Task details:
Could every line below be written out exactly as it appears?

[Text-to-region grounding data]
* * *

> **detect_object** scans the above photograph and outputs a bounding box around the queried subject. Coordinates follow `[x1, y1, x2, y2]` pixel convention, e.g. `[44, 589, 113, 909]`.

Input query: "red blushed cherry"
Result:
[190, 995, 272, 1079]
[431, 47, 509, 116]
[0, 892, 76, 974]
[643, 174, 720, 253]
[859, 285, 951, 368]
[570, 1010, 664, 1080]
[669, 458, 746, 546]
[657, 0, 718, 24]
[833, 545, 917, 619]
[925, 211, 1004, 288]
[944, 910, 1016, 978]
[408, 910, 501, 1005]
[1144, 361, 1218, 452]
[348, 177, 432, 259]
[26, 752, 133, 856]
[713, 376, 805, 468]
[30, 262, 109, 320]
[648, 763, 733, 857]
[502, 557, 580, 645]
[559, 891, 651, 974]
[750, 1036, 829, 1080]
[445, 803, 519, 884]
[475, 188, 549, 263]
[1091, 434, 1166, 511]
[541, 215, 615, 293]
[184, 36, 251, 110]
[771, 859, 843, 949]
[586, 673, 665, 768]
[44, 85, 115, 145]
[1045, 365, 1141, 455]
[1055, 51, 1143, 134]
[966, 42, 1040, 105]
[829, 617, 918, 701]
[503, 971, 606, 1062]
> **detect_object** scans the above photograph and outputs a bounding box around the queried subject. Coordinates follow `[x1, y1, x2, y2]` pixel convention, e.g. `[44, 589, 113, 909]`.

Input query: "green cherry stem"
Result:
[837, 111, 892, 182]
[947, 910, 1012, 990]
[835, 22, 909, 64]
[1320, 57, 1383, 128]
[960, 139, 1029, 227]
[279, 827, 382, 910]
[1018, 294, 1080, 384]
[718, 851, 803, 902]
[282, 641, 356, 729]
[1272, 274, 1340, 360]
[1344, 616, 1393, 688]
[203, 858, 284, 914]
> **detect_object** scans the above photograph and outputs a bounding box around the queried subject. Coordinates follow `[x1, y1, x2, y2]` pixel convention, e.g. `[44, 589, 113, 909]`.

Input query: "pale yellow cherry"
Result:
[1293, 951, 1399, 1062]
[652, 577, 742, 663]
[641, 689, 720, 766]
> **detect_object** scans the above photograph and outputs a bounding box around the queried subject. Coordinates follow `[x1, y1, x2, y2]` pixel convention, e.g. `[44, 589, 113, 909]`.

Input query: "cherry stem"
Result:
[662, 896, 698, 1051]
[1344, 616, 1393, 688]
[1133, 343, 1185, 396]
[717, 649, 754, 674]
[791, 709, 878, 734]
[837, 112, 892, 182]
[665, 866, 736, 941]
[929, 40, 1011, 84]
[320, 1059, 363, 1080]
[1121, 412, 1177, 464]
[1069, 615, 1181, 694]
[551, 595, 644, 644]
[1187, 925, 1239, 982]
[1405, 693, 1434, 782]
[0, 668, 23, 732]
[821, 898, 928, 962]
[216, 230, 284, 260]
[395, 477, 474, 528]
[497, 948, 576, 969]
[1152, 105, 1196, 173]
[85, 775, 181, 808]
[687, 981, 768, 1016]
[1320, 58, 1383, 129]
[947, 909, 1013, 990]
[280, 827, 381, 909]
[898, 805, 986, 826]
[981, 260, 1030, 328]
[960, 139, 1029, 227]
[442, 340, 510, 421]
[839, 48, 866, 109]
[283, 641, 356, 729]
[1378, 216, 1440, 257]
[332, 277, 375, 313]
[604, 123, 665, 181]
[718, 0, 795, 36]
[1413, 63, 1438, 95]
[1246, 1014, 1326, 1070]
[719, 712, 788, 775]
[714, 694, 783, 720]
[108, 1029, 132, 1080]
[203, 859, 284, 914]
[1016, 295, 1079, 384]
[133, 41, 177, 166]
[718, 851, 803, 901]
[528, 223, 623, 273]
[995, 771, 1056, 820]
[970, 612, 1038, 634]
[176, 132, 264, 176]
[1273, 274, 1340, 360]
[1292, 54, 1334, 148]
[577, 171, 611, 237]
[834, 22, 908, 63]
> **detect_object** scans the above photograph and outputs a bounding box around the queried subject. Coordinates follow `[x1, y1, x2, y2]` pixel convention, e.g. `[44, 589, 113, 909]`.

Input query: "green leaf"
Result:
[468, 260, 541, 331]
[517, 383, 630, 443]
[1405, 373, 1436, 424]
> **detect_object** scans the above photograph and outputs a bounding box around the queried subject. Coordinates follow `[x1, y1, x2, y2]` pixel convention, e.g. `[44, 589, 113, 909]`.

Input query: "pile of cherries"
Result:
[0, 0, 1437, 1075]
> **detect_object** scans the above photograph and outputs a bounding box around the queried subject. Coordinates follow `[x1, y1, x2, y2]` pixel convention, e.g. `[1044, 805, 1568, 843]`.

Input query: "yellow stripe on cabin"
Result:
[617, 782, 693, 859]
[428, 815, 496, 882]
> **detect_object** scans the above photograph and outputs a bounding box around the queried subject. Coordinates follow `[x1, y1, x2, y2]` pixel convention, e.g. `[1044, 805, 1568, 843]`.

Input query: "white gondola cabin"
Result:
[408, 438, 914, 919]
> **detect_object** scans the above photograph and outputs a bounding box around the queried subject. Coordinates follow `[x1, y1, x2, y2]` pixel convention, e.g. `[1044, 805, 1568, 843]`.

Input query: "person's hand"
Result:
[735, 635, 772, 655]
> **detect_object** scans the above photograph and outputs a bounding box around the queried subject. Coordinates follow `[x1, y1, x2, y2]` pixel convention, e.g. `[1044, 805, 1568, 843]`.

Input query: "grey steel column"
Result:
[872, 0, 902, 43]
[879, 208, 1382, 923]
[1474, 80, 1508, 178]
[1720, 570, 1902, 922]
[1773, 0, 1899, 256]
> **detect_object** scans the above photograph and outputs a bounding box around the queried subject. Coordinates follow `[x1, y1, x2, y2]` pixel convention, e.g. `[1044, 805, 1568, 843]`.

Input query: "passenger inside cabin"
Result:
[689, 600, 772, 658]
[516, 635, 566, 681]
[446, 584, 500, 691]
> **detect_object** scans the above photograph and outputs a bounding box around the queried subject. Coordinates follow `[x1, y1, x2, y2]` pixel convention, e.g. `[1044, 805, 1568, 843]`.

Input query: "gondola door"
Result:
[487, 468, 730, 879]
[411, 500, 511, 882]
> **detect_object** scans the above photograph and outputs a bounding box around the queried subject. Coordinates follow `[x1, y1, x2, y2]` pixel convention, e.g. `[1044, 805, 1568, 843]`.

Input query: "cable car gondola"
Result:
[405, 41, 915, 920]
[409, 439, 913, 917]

* * *

Reply:
> **detect_object** scans the above photograph and outputs a bounding box around the queried subject. Coordinates follow `[x1, y1, x2, y2]` pixel convention, e.g. `[44, 589, 113, 909]`.

Input query: "red blushed cherry"
Result:
[190, 995, 272, 1079]
[431, 47, 509, 116]
[0, 892, 76, 974]
[643, 174, 720, 253]
[859, 285, 951, 368]
[570, 1010, 664, 1080]
[669, 458, 746, 546]
[657, 0, 718, 24]
[833, 545, 917, 619]
[925, 211, 1004, 288]
[944, 910, 1016, 978]
[408, 910, 501, 1005]
[1144, 361, 1218, 452]
[348, 177, 432, 259]
[26, 752, 133, 856]
[713, 376, 805, 468]
[30, 262, 109, 320]
[648, 763, 733, 857]
[502, 557, 580, 645]
[559, 891, 651, 974]
[750, 1036, 829, 1080]
[445, 803, 519, 884]
[475, 188, 549, 263]
[1091, 434, 1166, 511]
[541, 215, 615, 293]
[184, 36, 251, 110]
[771, 859, 843, 949]
[586, 673, 665, 768]
[44, 85, 115, 145]
[1045, 365, 1141, 455]
[1055, 51, 1143, 134]
[966, 42, 1040, 105]
[829, 617, 918, 701]
[503, 971, 606, 1062]
> **detect_object** scans the above photograph and outputs a bounding box around the queried subject. Coordinates follow `[x1, y1, x2, y2]` pixel convention, e.g. `[44, 589, 113, 909]`.

Input query: "green cherry stem"
Result:
[837, 111, 892, 182]
[947, 910, 1012, 990]
[835, 22, 909, 64]
[1320, 57, 1383, 128]
[960, 139, 1029, 227]
[279, 827, 382, 910]
[1018, 294, 1080, 384]
[718, 851, 803, 902]
[282, 641, 356, 729]
[1272, 274, 1340, 360]
[1344, 616, 1393, 688]
[203, 858, 284, 914]
> **detect_object** scans the above photograph and outputs a bounding box around the queried subject. Coordinates follow `[x1, y1, x2, y2]` pixel convention, e.g. `[44, 589, 113, 909]`.

Input query: "pale yellow cherry"
Result:
[1293, 951, 1399, 1062]
[652, 577, 742, 663]
[641, 689, 720, 766]
> **detect_object** scans the above photograph and outputs a bounding box around the queried subject. Coordinates follow `[x1, y1, x2, y2]` pixel convention, e.g. `[44, 589, 113, 909]`.

Input query: "cherry stem"
Result:
[662, 896, 698, 1051]
[1344, 616, 1393, 688]
[1133, 343, 1185, 396]
[717, 649, 754, 674]
[791, 709, 878, 734]
[837, 112, 892, 182]
[665, 866, 736, 941]
[929, 40, 1011, 84]
[320, 1059, 363, 1080]
[1121, 412, 1177, 464]
[1069, 615, 1181, 694]
[551, 595, 644, 644]
[1187, 925, 1239, 982]
[1405, 693, 1434, 782]
[0, 668, 23, 732]
[821, 898, 928, 962]
[216, 230, 284, 260]
[395, 477, 474, 528]
[497, 948, 576, 969]
[1152, 105, 1196, 173]
[85, 775, 181, 808]
[687, 981, 768, 1016]
[1320, 58, 1383, 129]
[947, 909, 1013, 990]
[280, 827, 381, 909]
[898, 805, 986, 826]
[981, 260, 1030, 328]
[960, 139, 1029, 227]
[442, 340, 510, 421]
[839, 48, 866, 109]
[283, 641, 356, 729]
[1378, 216, 1440, 257]
[332, 277, 375, 313]
[604, 123, 665, 181]
[718, 0, 795, 36]
[1413, 63, 1438, 95]
[1246, 1014, 1326, 1070]
[719, 712, 788, 775]
[714, 694, 783, 720]
[108, 1029, 132, 1080]
[203, 859, 284, 914]
[1016, 295, 1079, 384]
[133, 41, 177, 166]
[718, 851, 803, 901]
[528, 223, 623, 273]
[995, 771, 1056, 820]
[970, 612, 1038, 634]
[176, 132, 264, 176]
[1273, 274, 1340, 360]
[1292, 54, 1334, 148]
[577, 171, 611, 237]
[834, 22, 908, 63]
> **detect_object** scans the above photograph and outputs a bounding box around the queried subject. Coordinates follow `[x1, y1, x2, y2]` pixel convention, e.g. `[44, 589, 113, 909]`.

Input query: "green leaf"
Result:
[468, 260, 541, 331]
[517, 383, 630, 443]
[1405, 373, 1436, 424]
> **detect_object** scans the above photograph and outputs a bounding box around the queried subject. Coordinates follow `[x1, y1, x2, y2]` pixel convention, e.g. `[44, 589, 113, 909]`.

Input query: "pile of cherries"
Result:
[0, 0, 1437, 1075]
> **detect_object** scans the above photograph and outputs a bounding box around the queried subject. Coordinates follow `[x1, y1, x2, y2]` pixel convention, e.g. `[1044, 805, 1568, 843]`.

Input query: "yellow stripe on cabin"
Result:
[617, 782, 693, 859]
[428, 815, 496, 882]
> **detect_object** scans the above photograph and outputs a bounding box around the queried subject. Coordinates follow `[x1, y1, x2, y2]` pixel convention, e.g. `[1044, 805, 1568, 843]`.

Input query: "white gondola cabin"
Result:
[408, 438, 914, 919]
> **detect_object** scans the above photograph and outputs a bounding box around the queried subject. Coordinates follow `[x1, y1, x2, y2]` pixel convention, e.g. `[1044, 805, 1568, 843]`.

Input query: "person's hand"
Result:
[735, 635, 772, 655]
> **detect_object** scans the above photograph and outputs a bounding box around the queried subject. Coordinates follow `[x1, y1, x2, y2]` pixel convention, e.g. `[1044, 805, 1568, 843]`.

Input query: "grey steel column"
Result:
[872, 0, 902, 43]
[879, 208, 1382, 923]
[1474, 80, 1508, 178]
[1720, 570, 1902, 922]
[1773, 0, 1899, 256]
> **detect_object** scans the above photograph and outputs a bounding box around the queried subject. Coordinates follow `[x1, y1, x2, y2]` pixel convention, e.g. `[1044, 805, 1568, 843]`.

Input query: "passenger inside cabin"
Result:
[689, 600, 772, 658]
[516, 635, 566, 681]
[446, 584, 500, 691]
> **detect_object** scans the above photograph and outputs a bounding box around the queried subject. Coordinates follow `[x1, y1, x2, y2]` pixel convention, e.g. `[1044, 805, 1568, 843]`.

Input query: "gondola door"
Result:
[487, 468, 730, 879]
[411, 500, 511, 882]
> **detect_object** scans the above photograph and outputs a bounding box around the queried subject. Coordinates follow `[x1, y1, x2, y2]` pixel convention, e.g. `[1044, 805, 1568, 843]`.

Input query: "cable car gondola"
Result:
[405, 41, 915, 920]
[409, 439, 913, 917]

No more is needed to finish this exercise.